---- DATA FOR THIS EXERCISE
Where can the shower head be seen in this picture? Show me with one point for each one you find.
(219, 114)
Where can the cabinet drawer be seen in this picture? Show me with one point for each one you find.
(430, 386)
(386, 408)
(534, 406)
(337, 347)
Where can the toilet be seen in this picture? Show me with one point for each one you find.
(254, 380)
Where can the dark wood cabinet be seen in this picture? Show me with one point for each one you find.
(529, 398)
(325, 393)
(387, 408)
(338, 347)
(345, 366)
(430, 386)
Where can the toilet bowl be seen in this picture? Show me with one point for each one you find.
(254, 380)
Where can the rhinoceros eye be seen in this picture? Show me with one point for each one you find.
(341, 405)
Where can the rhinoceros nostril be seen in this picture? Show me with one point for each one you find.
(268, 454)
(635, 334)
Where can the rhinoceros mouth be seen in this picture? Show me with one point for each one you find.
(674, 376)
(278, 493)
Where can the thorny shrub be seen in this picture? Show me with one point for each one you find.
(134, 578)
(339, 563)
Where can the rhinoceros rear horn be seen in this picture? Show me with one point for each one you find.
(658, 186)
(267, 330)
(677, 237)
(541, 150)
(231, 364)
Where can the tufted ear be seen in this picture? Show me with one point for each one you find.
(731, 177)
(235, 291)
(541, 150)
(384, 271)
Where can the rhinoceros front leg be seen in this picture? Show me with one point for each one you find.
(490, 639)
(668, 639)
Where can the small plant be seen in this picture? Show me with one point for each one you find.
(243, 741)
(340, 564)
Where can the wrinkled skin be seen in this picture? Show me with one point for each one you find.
--------
**TO DO**
Copy all of the rows above word for word, keeping them in their original order.

**EXERCISE SOLUTION**
Where can the shower head be seen in this picture? Show me with one point for each one you find.
(219, 114)
Where can the cabinet drawer be seen in this picture? Show me with one point for each one you find.
(430, 386)
(386, 408)
(534, 406)
(337, 347)
Where can the toilet be seen in this picture? Show me with one point for each one you find.
(254, 380)
Where can the dark wood cabinet be seen in this picture? Show me with one point for each one you find.
(529, 398)
(325, 393)
(387, 408)
(338, 347)
(345, 366)
(430, 386)
Where can the toilet bowl be seen in this picture? Show me with one point for each one you find.
(254, 380)
Where can the rhinoceros eye be seen in this picture? Show me with one point for each one you find.
(341, 405)
Where can the rhinoceros nostril be seen in this picture? Show me with one point for each one you find.
(268, 454)
(635, 334)
Where can the rhinoceros mouth be seen in this picture? Show me with one point for each one you find.
(674, 376)
(278, 493)
Where can the thorny shrub be seen in this picture? Show me with one point for each one you find.
(134, 578)
(339, 563)
Where can the rhinoceros rear horn be seen in this picture? Show me with one point for each one you find.
(658, 186)
(267, 330)
(677, 237)
(541, 150)
(231, 364)
Where can the tufted ear be seen in this picture? Show me with one point for each one you find.
(731, 177)
(235, 291)
(541, 150)
(384, 271)
Where can the rhinoceros front leg be seen in this picture? Show me with one point for each one you find.
(490, 639)
(668, 639)
Where can the small plant be seen in this picture? Show me with one point for each one you find.
(243, 741)
(340, 564)
Where can the wrinkled skin be seen in this picture? Show me with one point for each one you find.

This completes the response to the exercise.